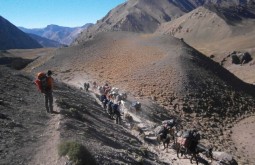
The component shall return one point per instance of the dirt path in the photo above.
(147, 127)
(47, 153)
(243, 136)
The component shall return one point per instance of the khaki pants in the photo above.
(48, 98)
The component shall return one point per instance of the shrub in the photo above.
(76, 152)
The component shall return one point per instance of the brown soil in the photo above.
(170, 79)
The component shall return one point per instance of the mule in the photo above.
(165, 137)
(194, 148)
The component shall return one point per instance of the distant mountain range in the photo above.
(146, 16)
(63, 35)
(13, 38)
(45, 42)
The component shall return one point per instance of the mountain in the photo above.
(146, 15)
(209, 24)
(13, 38)
(63, 35)
(158, 69)
(45, 42)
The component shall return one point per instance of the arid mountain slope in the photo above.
(63, 35)
(13, 38)
(146, 15)
(213, 32)
(165, 74)
(136, 16)
(166, 71)
(210, 28)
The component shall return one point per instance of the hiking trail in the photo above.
(47, 152)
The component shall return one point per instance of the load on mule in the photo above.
(188, 143)
(135, 106)
(165, 132)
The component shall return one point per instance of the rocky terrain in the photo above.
(187, 84)
(13, 38)
(60, 34)
(169, 77)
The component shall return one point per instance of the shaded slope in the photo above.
(13, 38)
(146, 15)
(209, 28)
(135, 16)
(166, 71)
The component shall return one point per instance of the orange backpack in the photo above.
(42, 82)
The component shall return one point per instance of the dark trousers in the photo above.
(48, 98)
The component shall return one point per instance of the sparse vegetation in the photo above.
(76, 152)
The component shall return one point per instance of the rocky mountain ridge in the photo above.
(145, 16)
(13, 38)
(63, 35)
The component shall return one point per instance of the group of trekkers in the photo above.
(44, 83)
(111, 103)
(185, 141)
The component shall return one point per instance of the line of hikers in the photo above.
(44, 83)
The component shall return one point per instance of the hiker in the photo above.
(94, 86)
(163, 135)
(44, 83)
(86, 86)
(109, 109)
(116, 111)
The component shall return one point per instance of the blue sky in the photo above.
(40, 13)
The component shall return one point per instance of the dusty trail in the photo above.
(46, 153)
(147, 127)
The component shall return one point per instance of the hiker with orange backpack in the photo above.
(44, 82)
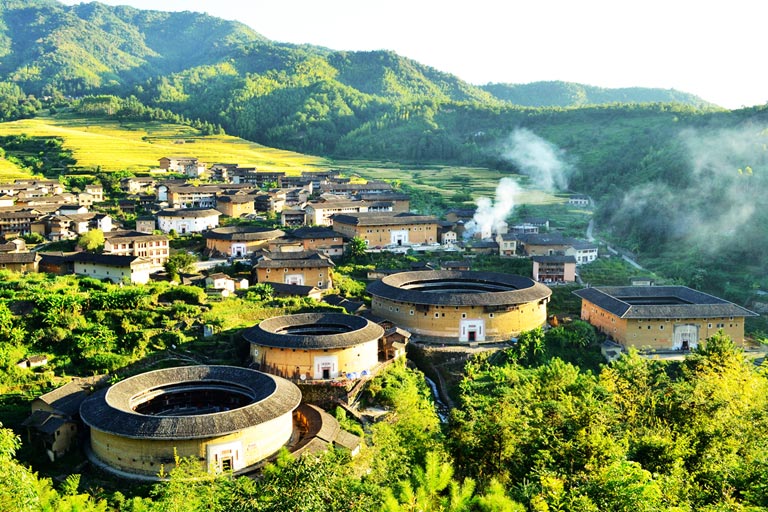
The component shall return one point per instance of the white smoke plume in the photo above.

▸ About this exercise: Output the full material above exactly, leaving every picture out.

▸ Response to the exercise:
The component shall return one point per instance of the dirt path in the photo above.
(147, 127)
(47, 153)
(243, 136)
The component shall return one point per instance of the khaki pants in the photo above.
(48, 98)
The component shall return one point per instance of the shrub in the photo above.
(76, 152)
The component shall return one point per instance of the brown soil in the photo above.
(170, 79)
The component shall return one point per instance of the mule in the photo above.
(165, 137)
(194, 148)
The component shall return one point per instance of the distant mountain range in the photo above.
(146, 16)
(63, 35)
(13, 38)
(45, 42)
The component shall return one point per instance of the mountain in the photo above.
(146, 15)
(209, 24)
(13, 38)
(63, 35)
(158, 69)
(45, 42)
The component shall return one point per instance of the arid mountain slope in the photo above.
(63, 35)
(13, 38)
(146, 15)
(213, 32)
(165, 74)
(136, 16)
(166, 71)
(210, 28)
The component shall return one point per instance of the hiking trail in the photo above.
(47, 152)
The component shall return one point per instance of the load on mule in the photo above.
(188, 143)
(135, 106)
(165, 132)
The component shall return one point per instance of the rocky terrain in the photo above.
(187, 84)
(13, 38)
(60, 34)
(169, 77)
The component shall return one point per instance of the shaded slope in the photo above.
(13, 38)
(146, 15)
(209, 28)
(135, 16)
(166, 71)
The component shall return one point per instance of the orange backpack in the photo above.
(42, 82)
The component shall return one point per instance of the dark trousers in the photo above.
(48, 98)
The component shall return one point per instance of the sparse vegetation in the photo above.
(76, 152)
The component shall return one point per instance of the rocky mountain ridge in the photo above.
(145, 16)
(13, 38)
(63, 35)
The component shall return one point per instance of the group of trekkers in the photo above.
(44, 83)
(111, 103)
(185, 141)
The component shall return one point per instance of the line of hikers in the photo above.
(44, 83)
The component shall return one point per instance of the hiker in the photo above.
(94, 86)
(163, 135)
(44, 83)
(86, 86)
(109, 109)
(116, 111)
The component shall return one point per instance of the blue sky in the photo above.
(40, 13)
The component shall return one point per instance of the dusty trail in the photo above.
(46, 153)
(147, 127)
The component shall return one point per instance of the hiker with orange backpack in the photo above.
(44, 82)
The component shall return one point per instance of the white smoke plume in the photo above.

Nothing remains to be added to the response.